PROVIDED PASSAGE =>

The Leap Motion controller is a device that provides data tailored to gesture capture in hands, rather than the whole body. [6] also made use of a game environment to test gesture recognition, specifically the action of picking up and putting down blocks. The game environment contained many of these blocks, requiring the user to pick them up using grabbing or pinching gestures and place them in certain groups or structures by releasing the gesture. It was found that the best results were achieved when the pinching threshold distances were larger.

Leap Motion has also been applied to the field of sign language, as shown by [5]. 560 gestures were captured from a group of 4 people and normalized. Half of those gestures were then used to train and Artificial Neural Network, and the other half were used for testing. These gestures were all related to the letters of the alphabet in sign language, and the system scored an overall accuracy rating of 96%, scoring perfectly on 21 of the letters, with the 5 outliers being gestures that looked too similar to one another.

Each of these methods of gesture capture and recognition have their merits and optimal situations for use, but as this project will focus on gestures performed with the hands rather than the whole body, the Leap Motion controller will be the best source of data capture. It has been proven to provide accurate, real-time readings of the coordinates of hand features and skeletal structure.

EXERCISE 1 => Please echo the Leap Motion passage word for word, starting at "The Leap Motion controller is" and ending at "distances were larger.".
EXERCISE 2 => In two sentences, summarize the Leap Motion passage.
EXERCISE 3 => Turn the paragraph of the Leap Motion passage that begins "Leap Motion has also been applied" into a bulleted list that keeps its main facts.

INFORMATION SHOWN =>
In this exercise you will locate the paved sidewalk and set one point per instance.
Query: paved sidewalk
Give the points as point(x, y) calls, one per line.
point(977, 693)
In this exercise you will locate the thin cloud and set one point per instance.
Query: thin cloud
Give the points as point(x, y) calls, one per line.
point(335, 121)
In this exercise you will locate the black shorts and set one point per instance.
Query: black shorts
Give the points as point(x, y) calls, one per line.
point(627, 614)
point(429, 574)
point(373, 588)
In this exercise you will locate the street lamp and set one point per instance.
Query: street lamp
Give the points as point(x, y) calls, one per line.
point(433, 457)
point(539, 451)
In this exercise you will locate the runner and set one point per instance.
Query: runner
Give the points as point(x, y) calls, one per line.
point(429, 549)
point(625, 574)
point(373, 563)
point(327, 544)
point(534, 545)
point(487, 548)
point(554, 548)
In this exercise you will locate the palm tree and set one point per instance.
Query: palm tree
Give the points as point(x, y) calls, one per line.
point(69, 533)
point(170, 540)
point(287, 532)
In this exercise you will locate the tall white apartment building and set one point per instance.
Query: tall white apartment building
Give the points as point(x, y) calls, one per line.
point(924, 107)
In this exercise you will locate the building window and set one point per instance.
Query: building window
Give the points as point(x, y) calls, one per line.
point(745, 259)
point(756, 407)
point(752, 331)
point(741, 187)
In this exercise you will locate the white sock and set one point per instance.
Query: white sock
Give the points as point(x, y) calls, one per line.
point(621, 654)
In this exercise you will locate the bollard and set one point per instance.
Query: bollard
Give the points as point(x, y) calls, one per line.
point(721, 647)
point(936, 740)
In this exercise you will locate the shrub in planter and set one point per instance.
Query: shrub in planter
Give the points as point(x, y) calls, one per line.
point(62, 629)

CORRECT RESPONSE 1 =>
The Leap Motion controller is a device that provides data tailored to gesture capture in hands, rather than the whole body. [6] also made use of a game environment to test gesture recognition, specifically the action of picking up and putting down blocks. The game environment contained many of these blocks, requiring the user to pick them up using grabbing or pinching gestures and place them in certain groups or structures by releasing the gesture. It was found that the best results were achieved when the pinching threshold distances were larger.

CORRECT RESPONSE 2 => The Leap Motion controller captures hand gestures and has been tested in a block-picking game, where larger pinching threshold distances gave the best results, and in sign language recognition, where a neural network reached 96% overall accuracy on alphabet gestures. Because this project focuses on hand gestures, the Leap Motion controller will be its source of data capture, since it has been proven to give accurate, real-time readings of hand features and skeletal structure.

CORRECT RESPONSE 3 =>
- Leap Motion has been applied to sign language, as shown by [5].
- 560 gestures were captured from a group of 4 people and normalized.
- Half of the gestures trained an Artificial Neural Network, and the other half were used for testing.
- All gestures related to the letters of the alphabet in sign language.
- The system scored an overall accuracy of 96% and was perfect on 21 letters.
- The 5 outliers were gestures that looked too similar to one another.